■ PROBLEMS AND TASKS:
(a) Update the essay on the American consumer by writing out the part that opens with the words containing "Monday, March 17, 2008" and closes with "it dries out.", with "mausoleums" replaced by "tombs".
(b) Go on with the essay on the American consumer, picking up after its last sentence.
==== SELECTED EXCERPT
Monday, March 17, 2008

We Can't Even Shop Right

The Fall of the American Consumer
by Barbara Ehrenreich

How much lower can consumer spending go? The malls are like mausoleums, retail clerks are getting laid off and AOL recently featured on its welcome page the story of a man so cheap that he recycles his dental floss–hanging it from a nail in his garage until it dries out.

It could go a lot lower of course. This guy could start saving the little morsels he flosses out and boil them up to augment the children’s breakfast gruel. Already, as the recession or whatever it is closes in, people have stopped buying homes and cars and cut way back on restaurant meals. They don’t have the money; they don’t have the credit; and increasingly they’re finding that no one wants their money anyway. NPR reported on February 28 that more and more Manhattan stores are accepting Euros and at least one has gone Euros-only.

The Sharper Image has declared bankruptcy and is closing ninety-six US stores. (To think I missed my chance to buy those headphones that treat you to forest sounds while massaging your temples!) Victoria’s Secret is so desperate that it’s adding fabric to its undergarments. Starbucks had no sooner taken time off to teach its baristas how to make coffee than it started laying them off.

While Americans search for interview outfits in consignment stores and switch from Whole Foods to Wal-Mart for sustenance, the world watches tremulously. The Australian Courier-Mail, for example, warns of an economic “pandemic” if Americans cut back any further, since we are responsible for $9 trillion a year in spending, compared to a puny $1 trillion for the one billion-strong Chinese. Yes, we have been the world’s designated shoppers, and, if we fall down on the job, we take the global economy with us.

“Shop till you drop,” was our motto, by which we didn’t mean to say we were more compassion-worthy than a woman fainting at her work station in some Honduran sweatshop. It was just our proper role in the scheme of things. Some people make stuff; other people have to buy it. And when we gave up making stuff, starting in the 1980s, we were left with the unique role of buying. Remember Bush telling us, shortly after 9/11, to get out there and shop? It may have seemed ludicrous at the time, but what he meant was get back to work.
========
==== EXERCISE DATA
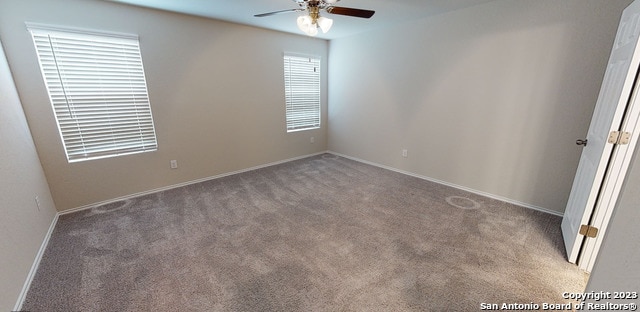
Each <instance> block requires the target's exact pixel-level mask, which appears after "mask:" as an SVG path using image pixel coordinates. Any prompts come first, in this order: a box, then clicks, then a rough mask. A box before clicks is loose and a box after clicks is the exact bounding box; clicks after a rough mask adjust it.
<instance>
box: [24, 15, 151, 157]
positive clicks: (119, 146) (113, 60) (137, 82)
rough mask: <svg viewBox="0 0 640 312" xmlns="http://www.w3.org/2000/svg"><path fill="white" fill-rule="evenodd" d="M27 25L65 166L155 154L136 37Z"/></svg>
mask: <svg viewBox="0 0 640 312" xmlns="http://www.w3.org/2000/svg"><path fill="white" fill-rule="evenodd" d="M27 26H28V28H29V31H30V32H31V34H32V36H33V41H34V44H35V47H36V50H37V53H38V59H39V62H40V69H41V70H42V75H43V77H44V81H45V85H46V87H47V91H48V93H49V98H50V100H51V105H52V106H53V111H54V114H55V117H56V121H57V123H58V129H59V131H60V135H61V137H62V141H63V145H64V149H65V152H66V155H67V160H68V161H69V162H75V161H82V160H88V159H96V158H103V157H111V156H117V155H127V154H133V153H140V152H145V151H154V150H156V149H157V141H156V135H155V129H154V125H153V118H152V116H151V107H150V104H149V96H148V93H147V85H146V81H145V76H144V70H143V67H142V57H141V55H140V47H139V44H138V38H137V36H131V35H119V34H101V33H100V34H97V33H89V32H85V31H75V30H66V29H57V28H52V27H48V26H40V25H31V24H28V25H27Z"/></svg>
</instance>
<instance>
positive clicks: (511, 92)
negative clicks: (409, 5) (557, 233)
mask: <svg viewBox="0 0 640 312" xmlns="http://www.w3.org/2000/svg"><path fill="white" fill-rule="evenodd" d="M630 2H631V1H630V0H619V1H618V0H616V1H602V0H563V1H557V0H540V1H519V0H497V1H493V2H490V3H487V4H483V5H478V6H474V7H471V8H467V9H463V10H458V11H454V12H450V13H447V14H442V15H439V16H435V17H432V18H428V19H424V20H420V21H415V22H408V23H405V24H403V25H399V26H397V27H394V28H388V29H380V30H378V31H375V32H371V33H366V34H362V35H358V36H354V37H349V38H345V39H338V40H332V41H331V43H330V49H329V54H330V58H331V62H330V67H329V73H330V78H329V89H330V94H329V122H330V125H329V149H330V150H332V151H335V152H338V153H341V154H345V155H349V156H352V157H356V158H359V159H364V160H367V161H371V162H374V163H378V164H382V165H386V166H390V167H393V168H397V169H400V170H403V171H408V172H411V173H414V174H417V175H421V176H426V177H429V178H432V179H436V180H440V181H444V182H446V183H450V184H454V185H458V186H461V187H464V188H469V189H472V190H476V191H479V192H484V193H488V194H492V195H494V196H496V197H500V198H504V199H508V200H510V201H514V202H518V203H522V204H526V205H528V206H531V207H534V208H541V209H543V210H548V211H552V212H556V213H562V212H563V211H564V208H565V205H566V201H567V199H568V196H569V192H570V190H571V184H572V181H573V177H574V175H575V171H576V168H577V165H578V160H579V158H580V153H581V148H579V147H577V146H576V145H575V140H576V139H579V138H583V137H584V136H585V135H586V132H587V129H588V126H589V121H590V119H591V114H592V112H593V108H594V106H595V102H596V99H597V96H598V91H599V89H600V84H601V82H602V78H603V74H604V70H605V66H606V63H607V60H608V57H609V52H610V51H611V46H612V43H613V39H614V37H615V33H616V29H617V26H618V21H619V18H620V15H621V12H622V10H623V9H624V8H625V7H626V5H628V4H629V3H630ZM402 149H407V150H408V157H407V158H403V157H402V155H401V150H402Z"/></svg>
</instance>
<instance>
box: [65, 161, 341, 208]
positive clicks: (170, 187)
mask: <svg viewBox="0 0 640 312" xmlns="http://www.w3.org/2000/svg"><path fill="white" fill-rule="evenodd" d="M325 153H329V151H322V152H319V153H314V154H308V155H304V156H299V157H294V158H289V159H285V160H279V161H275V162H271V163H267V164H262V165H258V166H254V167H250V168H245V169H240V170H236V171H232V172H226V173H222V174H218V175H215V176H210V177H206V178H202V179H197V180H191V181H187V182H183V183H178V184H173V185H169V186H165V187H161V188H156V189H152V190H148V191H144V192H139V193H134V194H129V195H125V196H121V197H117V198H112V199H108V200H105V201H101V202H97V203H93V204H88V205H84V206H80V207H76V208H71V209H67V210H63V211H60V215H64V214H69V213H74V212H78V211H82V210H86V209H91V208H93V207H97V206H102V205H106V204H111V203H115V202H119V201H122V200H127V199H132V198H136V197H140V196H144V195H149V194H153V193H157V192H162V191H167V190H171V189H174V188H178V187H183V186H187V185H191V184H196V183H200V182H206V181H209V180H215V179H219V178H223V177H226V176H230V175H234V174H238V173H243V172H247V171H252V170H256V169H261V168H265V167H270V166H275V165H279V164H283V163H286V162H290V161H294V160H299V159H303V158H308V157H312V156H316V155H321V154H325Z"/></svg>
========
■ RESPONSES PER TASK:
(a)
Monday, March 17, 2008

We Can't Even Shop Right

The Fall of the American Consumer
by Barbara Ehrenreich

How much lower can consumer spending go? The malls are like tombs, retail clerks are getting laid off and AOL recently featured on its welcome page the story of a man so cheap that he recycles his dental floss–hanging it from a nail in his garage until it dries out.

(b)
We took pride in our role in the global economy. No doubt it takes some skill to make things, but what about all the craft that goes into buying them–finding a convenient parking space at the mall, navigating our way through department stores laid out for maximum consumer confusion, determining which of our credit cards still has a smidgeon of credit in it? Not everyone could do this, especially not people whose only experience was stitching, assembling, wiring and packaging the stuff that we bought.

But if we thought we were special, they thought we were marks. They could make anything, and we would dutifully buy it. I once found, in a party store, a baseball cap with a plastic turd affixed to its top and the words “shit head” on the visor. The label said “made in the Philippines” and the makers must have been convulsed as they made it. If those dumb Yanks will buy this…

There’s talk already of emergency measures, like making Christmas a weekly holiday, although this would require a level of deforestation that could leave Cheney with no quail to hunt.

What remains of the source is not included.